■ EXERCISE PASSAGE ■
BEGIN

It took eight decades, but at last I know what is meant by \"second childhood.\"
[additional-authors]
May 4, 2007

It took eight decades, but at last I know what is meant by “second childhood.”

In my first childhood, my social life consisted of dating attractive young women. This second time around my calendar is just as full but my partners are all doctors.

The world looks different to me now that I have reached 80. It isn’t that I feel any older, it’s just that everyone else appears so much younger. And more distant. And a bit blurry around the edges. And much more difficult to hear. My ears have taken early retirement and last year, out of consideration for my fellow citizens, I gave up driving at night.

I am told that this last one is almost like a rite of passage; if you move to a retirement home to become one of its few available males, your popularity depends on your ability to drive at night. I will report to you further on this when and if the occasion arises.

The world sees me differently as well. What used to be bad taste (sloppy clothing, for example) is now acceptable. People are much more helpful; they see my four-legged cane and pause to open doors. If I should sit in my car for a few minutes trying to figure out the intricacies of cruise control, someone will rap on the window and ask if I am all right. At the supermarket I have been presented with my own key for the electric carts that are not equipped, thank heavens, with the latest gadgets dreamed up in Detroit. Besides, I no longer walk: I shuffle.

There is yet another problem. There are rows of keys on my computer’s keyboard whose meaning I fail to comprehend and icons on its screen whose purpose passeth all understanding. The makers of these gadgets assume that their customers are all graduates of MIT. In 688 pages of “Mac OSX for Dummies” there is not a single definition of the oft-used phrase “default position.” My wife and children, all highly computer literate, have given up trying to explain these matters to me; they use PCs and regard Macs as childish toys suitable only for the technologically challenged.

Despite this litany of whiney self-indulgence there are some advantages to being long in the tooth.

END

■ LIST OF TASKS ■
**a)** In the essay on turning 80, what did the writer give up last year out of consideration for fellow citizens?
**b)** In the essay on turning 80, list every way the writer says everyone else now appears.

■ DATA EXCERPTS ■
BEGIN

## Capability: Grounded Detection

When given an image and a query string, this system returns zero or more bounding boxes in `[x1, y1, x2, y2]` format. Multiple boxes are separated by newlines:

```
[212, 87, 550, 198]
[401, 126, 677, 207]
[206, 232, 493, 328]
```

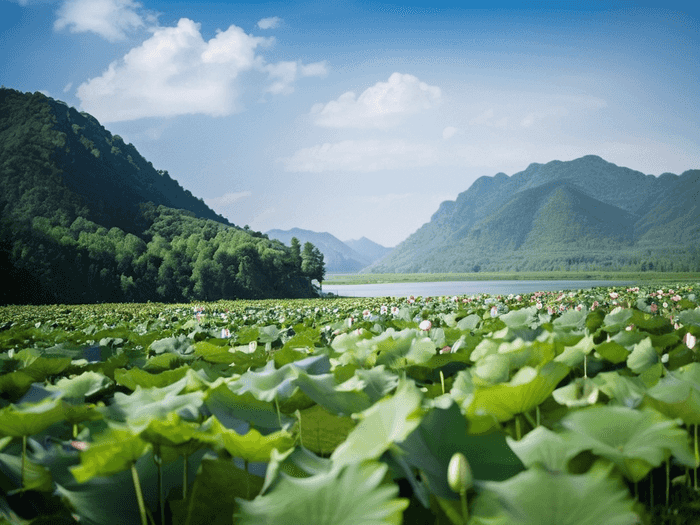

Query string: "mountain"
[344, 237, 391, 263]
[266, 228, 389, 273]
[0, 88, 314, 304]
[363, 155, 700, 272]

END

■ SOLUTIONS PER TASK ■
**a)** Driving at night.

**b)** So much younger; more distant; a bit blurry around the edges; much more difficult to hear.